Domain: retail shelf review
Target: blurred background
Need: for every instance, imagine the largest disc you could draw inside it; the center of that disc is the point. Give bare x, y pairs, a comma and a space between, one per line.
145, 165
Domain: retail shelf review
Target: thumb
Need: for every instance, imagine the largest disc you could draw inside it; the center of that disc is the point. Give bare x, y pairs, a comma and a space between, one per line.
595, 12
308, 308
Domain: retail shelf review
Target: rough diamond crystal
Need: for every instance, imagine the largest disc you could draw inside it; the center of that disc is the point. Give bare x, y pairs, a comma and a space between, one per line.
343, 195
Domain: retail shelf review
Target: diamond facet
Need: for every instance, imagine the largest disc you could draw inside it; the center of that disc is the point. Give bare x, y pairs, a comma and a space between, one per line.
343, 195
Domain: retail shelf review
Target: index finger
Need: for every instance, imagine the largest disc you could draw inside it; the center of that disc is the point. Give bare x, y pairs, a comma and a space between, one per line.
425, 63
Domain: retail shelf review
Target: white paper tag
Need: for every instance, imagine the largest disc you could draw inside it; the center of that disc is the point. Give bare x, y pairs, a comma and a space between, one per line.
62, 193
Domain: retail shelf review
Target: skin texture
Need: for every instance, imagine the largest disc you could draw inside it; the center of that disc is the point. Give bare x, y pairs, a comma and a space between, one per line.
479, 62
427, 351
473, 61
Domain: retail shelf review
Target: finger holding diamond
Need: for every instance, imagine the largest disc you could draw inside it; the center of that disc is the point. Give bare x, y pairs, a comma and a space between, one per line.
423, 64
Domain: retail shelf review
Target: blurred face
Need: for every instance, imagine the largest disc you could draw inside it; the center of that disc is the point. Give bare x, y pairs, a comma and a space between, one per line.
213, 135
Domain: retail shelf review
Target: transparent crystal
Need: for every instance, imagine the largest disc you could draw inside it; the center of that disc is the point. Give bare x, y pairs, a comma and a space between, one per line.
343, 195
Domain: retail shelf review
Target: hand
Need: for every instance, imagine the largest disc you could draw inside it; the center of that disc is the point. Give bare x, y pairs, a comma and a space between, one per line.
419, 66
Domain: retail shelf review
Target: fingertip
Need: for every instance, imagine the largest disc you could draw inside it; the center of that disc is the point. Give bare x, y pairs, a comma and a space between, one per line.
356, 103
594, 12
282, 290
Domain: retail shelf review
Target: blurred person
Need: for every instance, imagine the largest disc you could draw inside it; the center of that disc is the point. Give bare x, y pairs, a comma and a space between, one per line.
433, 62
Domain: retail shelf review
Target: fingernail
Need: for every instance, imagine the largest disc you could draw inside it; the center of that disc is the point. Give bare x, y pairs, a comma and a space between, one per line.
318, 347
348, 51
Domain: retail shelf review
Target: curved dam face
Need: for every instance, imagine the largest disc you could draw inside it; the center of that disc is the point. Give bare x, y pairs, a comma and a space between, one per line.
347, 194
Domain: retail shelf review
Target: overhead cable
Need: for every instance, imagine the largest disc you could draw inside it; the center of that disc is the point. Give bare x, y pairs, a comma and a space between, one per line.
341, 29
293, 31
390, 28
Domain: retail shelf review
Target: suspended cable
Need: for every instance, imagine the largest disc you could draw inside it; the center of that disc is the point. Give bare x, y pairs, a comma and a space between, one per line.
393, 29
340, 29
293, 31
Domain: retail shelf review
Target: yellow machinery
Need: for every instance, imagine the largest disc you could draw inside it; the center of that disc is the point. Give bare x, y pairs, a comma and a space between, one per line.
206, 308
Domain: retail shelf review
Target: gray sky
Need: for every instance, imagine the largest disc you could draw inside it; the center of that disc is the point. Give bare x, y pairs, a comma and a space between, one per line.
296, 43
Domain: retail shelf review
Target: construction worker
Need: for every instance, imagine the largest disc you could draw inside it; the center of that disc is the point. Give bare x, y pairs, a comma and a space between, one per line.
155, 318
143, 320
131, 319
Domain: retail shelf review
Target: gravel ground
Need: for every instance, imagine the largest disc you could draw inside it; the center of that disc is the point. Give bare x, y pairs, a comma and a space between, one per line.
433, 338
+++
• _YOUR TASK_: Please write the full listing out again, exactly.

• _ANSWER SPACE_:
Domain: retail shelf review
Target: blurred background
Need: for every instance, imagine the largest disc you could draw inside it; the center of that disc is the point. Give bare x, y pairs, a comma and a space between, one per line.
145, 165
Domain: retail shelf review
Target: thumb
Need: for every instance, imagine the largest disc you could draw inside it; the center of that disc is the point. Give bare x, y pairs, a comma and a space between, one per line.
595, 12
308, 308
Domain: retail shelf review
Target: rough diamond crystal
Need: for every instance, imagine the largest disc you could draw inside it; the center of that disc is the point. Give bare x, y pairs, a comma and a space between, one per line.
343, 195
Domain: retail shelf review
Target: diamond facet
Need: for every instance, imagine the largest disc you could draw inside it; the center of that disc is the point. Give bare x, y pairs, a comma and a space between, one per line.
343, 195
Domain: retail shelf review
Target: index finger
Need: for every instance, imagine the largest disc you could draw inside it; the center of that disc is the point. Give bare x, y pairs, a comma and a space between, one per line.
425, 63
Domain: retail shelf review
Target: white paper tag
Need: for every instance, imagine the largest disc you could draw inside it; the center of that disc is the point. Give bare x, y pairs, a comma and a space between, one per line.
62, 193
Domain: retail shelf review
Target: skin texture
Need: for every instance, imagine the largest disc you could draw inside it; the center of that disc is the point. Give bare x, y pairs, a comma and a space between, one per line.
479, 62
427, 351
473, 61
Domain: retail shelf review
Target: finger holding diamond
Need: for every instance, imagine the largest disc you could draw inside it; the center of that disc is the point. Give bare x, y pairs, a comma and a space between, one per line.
423, 64
Domain: retail shelf review
Target: blurred face
Need: for every instance, imagine the largest disc you could draw inside it; the center of that disc is the point. Give bare x, y pairs, a comma and a space between, one per line.
213, 135
Domain: retail shelf review
Target: transparent crystal
Need: for every instance, imagine the largest disc you could draw inside it; the center of that disc is the point. Give bare x, y pairs, a comma and a space between, one per line.
343, 195
Domain: retail shelf review
Target: hand
Need: for every instance, imagine the largest disc you could draw inside it; the center of that disc is the point. Give bare x, y pairs, a comma and a space between, one per line.
419, 66
Domain: retail shelf review
Target: fingertip
Need: for every instance, imagine the largest disc you could draw inside it; the center of that disc is the point. Give bare x, y pairs, a comma and a space between, one per line.
356, 103
594, 12
282, 290
Domain: retail shelf review
Target: blurred person
Need: for every instance, imagine the largest disc you could draw inside it; the center of that disc is the point. Give bare x, y pairs, a comma and a space between, one per line.
433, 62
Domain: retail shelf review
Target: fingernail
Need: for every instance, imagine the largest disc you could draw inside it; the center of that disc is the point. Give bare x, y pairs, a comma and a space between, one per line.
318, 347
348, 51
Domain: retail shelf review
Target: curved dam face
Need: for every instance, imagine the largest disc you could draw inside it; the center of that disc is the point. Give bare x, y pairs, a comma and a space between, one per line.
347, 194
Domain: retail shelf review
Target: overhead cable
Need: for every instance, imagine the largest disc you could draw inside it; the center of that disc is the point. Give bare x, y pairs, a comma and a space between, one per line.
341, 29
293, 31
390, 28
Domain: retail shelf review
Target: suspended cable
Need: for every instance, imagine the largest disc you could draw inside it; the center of that disc is the point. Give bare x, y pairs, a comma and a space between, one per line.
393, 29
340, 29
293, 31
Domain: retail shelf review
Target: yellow machinery
Need: for every instance, imagine the largest disc you could draw inside it; the center of that disc is the point. Give bare x, y pairs, a comma and a space between, one per line.
206, 308
Domain: retail shelf review
Target: gray sky
Need: for every instance, imagine the largest disc you could draw inside it; the center of that disc is the point. Give bare x, y pairs, a comma and a space between, one per line.
296, 43
Domain: retail shelf review
Target: construction worker
Need: for every instance, imagine the largest disc you could draw inside it; the center of that disc is the point. Give bare x, y pairs, a comma and a space between, one per line.
155, 318
143, 320
131, 319
Domain: retail shelf review
Target: gravel ground
Need: for every instance, imagine the largest disc you could draw inside it; the center of that disc is the point. Give bare x, y pairs, a comma and a space between, one per line.
433, 338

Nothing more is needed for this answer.